*PROBLEM DETAILS*: Look through the data below for the string "dark", and copy every line where it turns up.

*RECORD EXCERPTS*:

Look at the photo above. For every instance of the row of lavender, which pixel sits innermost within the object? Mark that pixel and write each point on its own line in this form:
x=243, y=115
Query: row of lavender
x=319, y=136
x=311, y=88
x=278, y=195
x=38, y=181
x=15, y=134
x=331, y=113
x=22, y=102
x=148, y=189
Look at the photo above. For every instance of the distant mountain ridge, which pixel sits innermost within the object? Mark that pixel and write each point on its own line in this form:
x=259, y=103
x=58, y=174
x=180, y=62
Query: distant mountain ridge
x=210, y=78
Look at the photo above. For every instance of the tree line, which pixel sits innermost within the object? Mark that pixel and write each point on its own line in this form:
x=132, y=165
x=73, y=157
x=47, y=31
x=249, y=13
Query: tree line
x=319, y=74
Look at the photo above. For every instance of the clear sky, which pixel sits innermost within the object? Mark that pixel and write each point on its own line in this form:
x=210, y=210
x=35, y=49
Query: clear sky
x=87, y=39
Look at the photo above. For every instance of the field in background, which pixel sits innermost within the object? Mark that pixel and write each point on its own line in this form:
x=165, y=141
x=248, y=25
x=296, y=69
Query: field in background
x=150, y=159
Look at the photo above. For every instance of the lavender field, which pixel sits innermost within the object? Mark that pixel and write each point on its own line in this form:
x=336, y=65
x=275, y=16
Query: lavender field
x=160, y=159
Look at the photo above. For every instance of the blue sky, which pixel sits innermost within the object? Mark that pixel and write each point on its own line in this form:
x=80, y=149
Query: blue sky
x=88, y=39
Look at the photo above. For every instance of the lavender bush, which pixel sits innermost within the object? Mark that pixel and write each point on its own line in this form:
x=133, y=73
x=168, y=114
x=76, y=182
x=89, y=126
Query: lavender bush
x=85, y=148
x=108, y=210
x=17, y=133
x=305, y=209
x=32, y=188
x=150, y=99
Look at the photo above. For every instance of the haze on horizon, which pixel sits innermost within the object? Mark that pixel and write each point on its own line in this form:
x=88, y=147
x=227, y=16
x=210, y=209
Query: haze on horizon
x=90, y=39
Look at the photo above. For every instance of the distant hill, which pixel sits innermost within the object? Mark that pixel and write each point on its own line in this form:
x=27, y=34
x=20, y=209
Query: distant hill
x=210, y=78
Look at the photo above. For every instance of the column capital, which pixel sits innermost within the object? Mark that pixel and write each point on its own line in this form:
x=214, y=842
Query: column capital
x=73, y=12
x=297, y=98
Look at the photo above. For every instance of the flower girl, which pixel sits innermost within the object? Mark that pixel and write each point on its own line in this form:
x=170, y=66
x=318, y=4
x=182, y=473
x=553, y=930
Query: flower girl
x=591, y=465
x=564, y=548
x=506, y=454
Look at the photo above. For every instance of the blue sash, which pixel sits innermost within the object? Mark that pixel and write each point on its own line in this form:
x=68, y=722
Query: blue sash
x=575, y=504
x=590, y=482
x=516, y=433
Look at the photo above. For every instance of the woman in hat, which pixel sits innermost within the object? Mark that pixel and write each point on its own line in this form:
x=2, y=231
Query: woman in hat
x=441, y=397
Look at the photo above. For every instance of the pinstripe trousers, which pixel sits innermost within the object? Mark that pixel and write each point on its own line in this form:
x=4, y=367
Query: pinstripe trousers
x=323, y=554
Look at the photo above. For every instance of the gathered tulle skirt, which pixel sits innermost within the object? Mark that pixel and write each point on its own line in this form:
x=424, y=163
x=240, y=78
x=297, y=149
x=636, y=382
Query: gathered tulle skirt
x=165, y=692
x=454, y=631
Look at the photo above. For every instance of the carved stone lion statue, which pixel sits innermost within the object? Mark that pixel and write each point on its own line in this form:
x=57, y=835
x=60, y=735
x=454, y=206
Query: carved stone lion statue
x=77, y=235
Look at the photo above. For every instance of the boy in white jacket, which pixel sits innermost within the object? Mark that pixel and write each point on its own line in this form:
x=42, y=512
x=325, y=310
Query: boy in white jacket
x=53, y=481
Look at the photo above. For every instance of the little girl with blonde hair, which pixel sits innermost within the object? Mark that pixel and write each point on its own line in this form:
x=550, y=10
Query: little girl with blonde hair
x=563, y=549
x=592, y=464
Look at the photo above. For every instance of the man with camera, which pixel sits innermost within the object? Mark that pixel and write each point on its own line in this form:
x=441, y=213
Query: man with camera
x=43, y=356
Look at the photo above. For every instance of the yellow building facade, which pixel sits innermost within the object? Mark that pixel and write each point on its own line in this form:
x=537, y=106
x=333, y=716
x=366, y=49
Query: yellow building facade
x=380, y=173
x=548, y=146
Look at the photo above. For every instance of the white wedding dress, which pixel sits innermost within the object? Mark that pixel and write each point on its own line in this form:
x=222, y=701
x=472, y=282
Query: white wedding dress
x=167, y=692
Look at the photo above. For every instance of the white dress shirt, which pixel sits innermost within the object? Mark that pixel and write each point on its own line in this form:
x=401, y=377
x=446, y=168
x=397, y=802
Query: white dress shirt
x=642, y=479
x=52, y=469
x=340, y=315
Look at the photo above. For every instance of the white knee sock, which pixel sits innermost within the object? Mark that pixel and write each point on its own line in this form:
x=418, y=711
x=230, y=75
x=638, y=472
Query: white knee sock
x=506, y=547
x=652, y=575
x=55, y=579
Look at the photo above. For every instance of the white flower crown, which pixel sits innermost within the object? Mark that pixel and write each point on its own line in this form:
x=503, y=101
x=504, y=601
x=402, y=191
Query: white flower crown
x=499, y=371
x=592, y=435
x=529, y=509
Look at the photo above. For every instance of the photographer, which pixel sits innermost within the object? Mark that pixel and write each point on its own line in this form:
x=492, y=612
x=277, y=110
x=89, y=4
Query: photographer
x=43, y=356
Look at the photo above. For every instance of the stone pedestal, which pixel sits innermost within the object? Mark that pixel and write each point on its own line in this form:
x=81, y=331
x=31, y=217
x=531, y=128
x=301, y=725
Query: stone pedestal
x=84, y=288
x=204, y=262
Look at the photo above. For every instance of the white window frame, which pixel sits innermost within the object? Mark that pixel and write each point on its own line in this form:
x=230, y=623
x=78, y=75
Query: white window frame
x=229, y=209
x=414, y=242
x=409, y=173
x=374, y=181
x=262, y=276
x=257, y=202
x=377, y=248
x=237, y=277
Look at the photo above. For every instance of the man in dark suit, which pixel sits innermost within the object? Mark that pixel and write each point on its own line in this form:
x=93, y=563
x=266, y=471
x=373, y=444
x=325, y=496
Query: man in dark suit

*THE ANSWER*:
Look at the photo above. For every instance of the man in dark suit, which pixel sits innermost within the object? Mark that pixel and write each point on its own line in this form:
Query: man in dark suit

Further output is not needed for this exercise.